- [Passage given]
In July 2016, Georg Hoedle, Martin Lopez Abad, and I disembarked in Tasermiut Fjord with food and provisions for one month. Our first goal was to climb War and Poetry, a 5.12c variation to the Geneva Diedre (1,000m, 6b A4, Dalphin-Piola-Probost-Wiestlibach, 1983) on the west face of Ulamertorssuaq (1,830m). War and Poetry was freed in 1999 by Jeff Bechtel, Steve Bechtel, Mike Lilygren, Peter Mallamo, Bobby Model, Paul Piana, and Todd Skinner. After that, if possible, we hoped to open new routes in this valley of monolithic walls.
The day after we arrived there was a two-day weather window, during which we climbed War and Poetry in alpine style. We sent the entire route except for a 5.12b slab section high on the wall.
After three days of rest, we set our sights on a mountain in the back of the valley behind Nalumasortoq. However, the rock was poor and there was a lot of lichen. After three pitches, we decided to abandon this project.

- [Exercise brief] Transcribe the account of the Tasermiut Fjord climbing trip word for word, from start to finish. The data that comes next was taken from a separate source.

- [Excerpt from a data file]
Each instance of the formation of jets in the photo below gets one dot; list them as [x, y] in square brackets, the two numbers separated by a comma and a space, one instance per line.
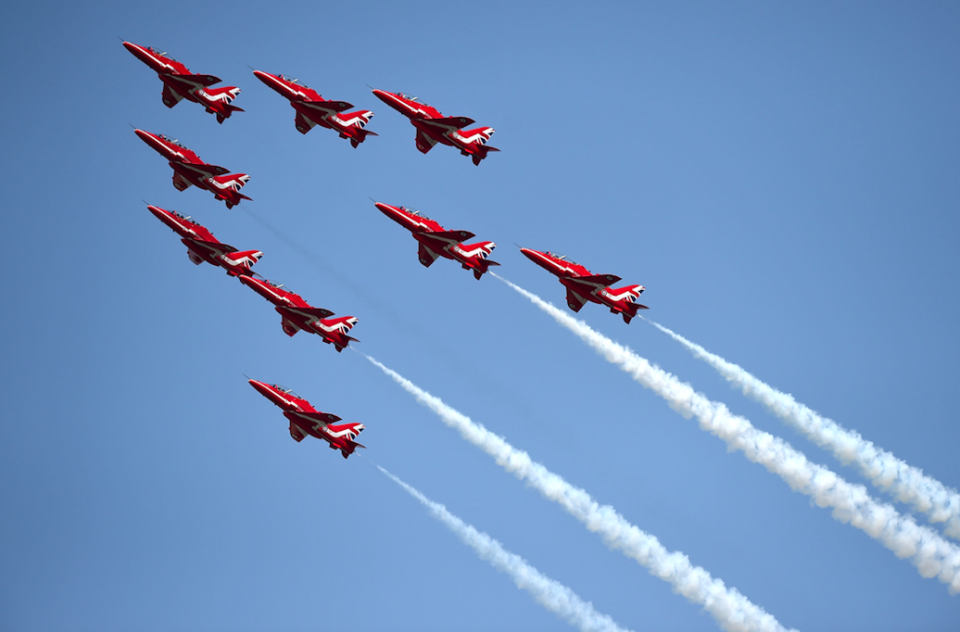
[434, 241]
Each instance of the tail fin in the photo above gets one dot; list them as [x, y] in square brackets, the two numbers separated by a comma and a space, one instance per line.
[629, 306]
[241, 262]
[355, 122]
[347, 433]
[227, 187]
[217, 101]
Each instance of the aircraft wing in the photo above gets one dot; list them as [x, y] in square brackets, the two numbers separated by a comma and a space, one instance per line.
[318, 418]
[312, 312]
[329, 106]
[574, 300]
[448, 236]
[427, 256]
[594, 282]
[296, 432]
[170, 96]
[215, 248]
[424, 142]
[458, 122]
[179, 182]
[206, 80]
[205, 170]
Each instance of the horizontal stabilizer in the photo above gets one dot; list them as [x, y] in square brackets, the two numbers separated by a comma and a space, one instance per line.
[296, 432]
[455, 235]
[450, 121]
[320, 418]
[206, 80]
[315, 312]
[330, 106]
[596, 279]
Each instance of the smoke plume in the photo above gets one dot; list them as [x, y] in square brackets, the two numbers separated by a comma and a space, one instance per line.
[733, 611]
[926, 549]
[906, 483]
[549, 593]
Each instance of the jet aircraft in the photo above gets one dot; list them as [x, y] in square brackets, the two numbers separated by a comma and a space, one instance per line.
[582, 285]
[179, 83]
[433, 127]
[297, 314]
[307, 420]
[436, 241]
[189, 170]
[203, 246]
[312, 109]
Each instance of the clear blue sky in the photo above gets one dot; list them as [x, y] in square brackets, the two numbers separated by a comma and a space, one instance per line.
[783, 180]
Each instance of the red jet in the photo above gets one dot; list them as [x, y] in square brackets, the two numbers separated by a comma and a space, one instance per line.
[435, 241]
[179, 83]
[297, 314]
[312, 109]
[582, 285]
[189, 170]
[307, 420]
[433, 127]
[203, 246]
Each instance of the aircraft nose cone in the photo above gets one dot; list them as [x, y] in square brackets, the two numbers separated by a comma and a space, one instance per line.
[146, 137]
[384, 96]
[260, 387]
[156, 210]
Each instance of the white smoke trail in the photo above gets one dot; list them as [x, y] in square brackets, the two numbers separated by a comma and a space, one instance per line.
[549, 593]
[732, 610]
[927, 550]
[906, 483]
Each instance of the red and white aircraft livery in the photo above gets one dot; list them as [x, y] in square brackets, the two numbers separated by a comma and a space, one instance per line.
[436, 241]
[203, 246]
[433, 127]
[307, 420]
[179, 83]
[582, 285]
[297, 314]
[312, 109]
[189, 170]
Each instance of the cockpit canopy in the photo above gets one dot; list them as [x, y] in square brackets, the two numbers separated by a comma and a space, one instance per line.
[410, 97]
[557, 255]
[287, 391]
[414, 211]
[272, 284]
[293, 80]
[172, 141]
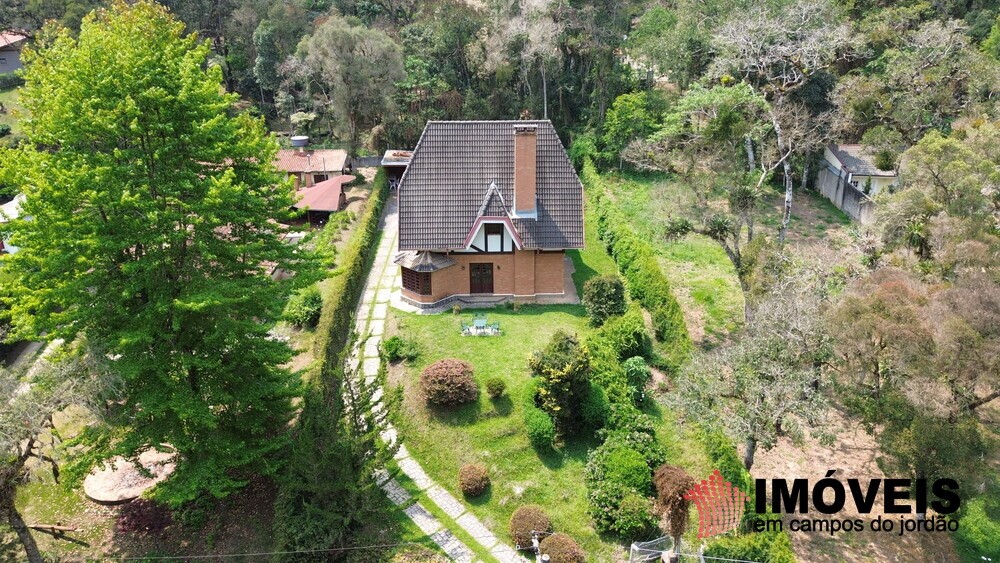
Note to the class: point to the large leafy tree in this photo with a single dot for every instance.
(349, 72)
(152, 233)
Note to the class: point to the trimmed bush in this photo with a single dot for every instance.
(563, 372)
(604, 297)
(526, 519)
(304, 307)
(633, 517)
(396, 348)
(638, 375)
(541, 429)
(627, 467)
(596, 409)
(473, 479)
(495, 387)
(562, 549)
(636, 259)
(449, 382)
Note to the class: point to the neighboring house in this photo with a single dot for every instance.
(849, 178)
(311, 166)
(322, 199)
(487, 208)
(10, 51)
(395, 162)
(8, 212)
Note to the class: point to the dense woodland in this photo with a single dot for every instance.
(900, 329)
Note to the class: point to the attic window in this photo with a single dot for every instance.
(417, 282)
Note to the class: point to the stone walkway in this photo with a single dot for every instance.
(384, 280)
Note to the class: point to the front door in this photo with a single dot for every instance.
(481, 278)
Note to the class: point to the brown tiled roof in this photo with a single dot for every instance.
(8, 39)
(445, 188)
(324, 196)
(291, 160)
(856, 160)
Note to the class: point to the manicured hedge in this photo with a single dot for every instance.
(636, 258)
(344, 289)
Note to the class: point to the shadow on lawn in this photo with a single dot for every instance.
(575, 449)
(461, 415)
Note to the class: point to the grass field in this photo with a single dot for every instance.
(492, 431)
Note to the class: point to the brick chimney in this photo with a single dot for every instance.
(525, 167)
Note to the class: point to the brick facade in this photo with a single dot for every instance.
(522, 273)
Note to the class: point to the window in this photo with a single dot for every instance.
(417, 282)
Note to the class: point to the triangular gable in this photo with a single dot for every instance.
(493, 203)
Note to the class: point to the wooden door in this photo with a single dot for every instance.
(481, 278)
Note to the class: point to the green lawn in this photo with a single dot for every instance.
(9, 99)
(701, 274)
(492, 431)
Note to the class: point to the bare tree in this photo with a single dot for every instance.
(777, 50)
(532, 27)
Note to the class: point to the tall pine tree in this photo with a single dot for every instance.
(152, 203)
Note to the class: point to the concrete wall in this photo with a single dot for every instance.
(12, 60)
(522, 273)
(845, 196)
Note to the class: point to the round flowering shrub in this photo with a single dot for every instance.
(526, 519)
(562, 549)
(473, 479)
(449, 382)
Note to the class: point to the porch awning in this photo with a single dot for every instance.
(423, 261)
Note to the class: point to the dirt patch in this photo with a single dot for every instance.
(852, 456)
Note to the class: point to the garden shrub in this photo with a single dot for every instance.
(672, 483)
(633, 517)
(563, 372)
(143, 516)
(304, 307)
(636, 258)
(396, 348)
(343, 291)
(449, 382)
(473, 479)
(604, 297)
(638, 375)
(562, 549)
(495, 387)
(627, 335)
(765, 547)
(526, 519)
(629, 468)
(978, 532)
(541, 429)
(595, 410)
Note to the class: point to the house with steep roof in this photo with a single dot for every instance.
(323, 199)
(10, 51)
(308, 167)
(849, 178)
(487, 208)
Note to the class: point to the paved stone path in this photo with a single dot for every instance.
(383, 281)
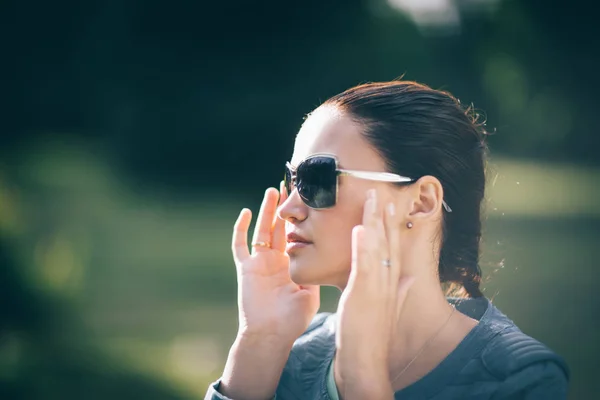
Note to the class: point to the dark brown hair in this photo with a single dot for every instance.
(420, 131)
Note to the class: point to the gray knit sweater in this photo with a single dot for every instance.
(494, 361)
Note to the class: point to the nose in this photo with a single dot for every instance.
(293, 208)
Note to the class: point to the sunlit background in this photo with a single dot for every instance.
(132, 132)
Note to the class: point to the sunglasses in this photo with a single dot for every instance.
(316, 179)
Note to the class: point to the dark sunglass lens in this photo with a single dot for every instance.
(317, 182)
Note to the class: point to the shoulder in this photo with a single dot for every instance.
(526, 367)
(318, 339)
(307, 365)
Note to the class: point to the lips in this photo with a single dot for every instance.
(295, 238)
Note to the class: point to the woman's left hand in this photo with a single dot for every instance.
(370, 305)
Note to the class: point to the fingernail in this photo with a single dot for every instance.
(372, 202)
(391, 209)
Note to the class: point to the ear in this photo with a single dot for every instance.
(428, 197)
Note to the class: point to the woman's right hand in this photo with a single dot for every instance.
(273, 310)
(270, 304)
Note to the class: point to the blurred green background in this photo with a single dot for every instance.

- [The output]
In July 2016, Georg Hoedle, Martin Lopez Abad, and I disembarked in Tasermiut Fjord with food and provisions for one month. Our first goal was to climb War and Poetry, a 5.12c variation to the Geneva Diedre (1,000m, 6b A4, Dalphin-Piola-Probost-Wiestlibach, 1983) on the west face of Ulamertorssuaq (1,830m). War and Poetry was freed in 1999 by Jeff Bechtel, Steve Bechtel, Mike Lilygren, Peter Mallamo, Bobby Model, Paul Piana, and Todd Skinner. After that, if possible, we hoped to open new routes in this valley of monolithic walls.
The day after we arrived there was a two-day weather window, during which we climbed War and Poetry in alpine style. We sent the entire route except for a 5.12b slab section high on the wall.
After three days of rest, we set our sights on a mountain in the back of the valley behind Nalumasortoq. However, the rock was poor and there was a lot of lichen. After three pitches, we decided to abandon this project.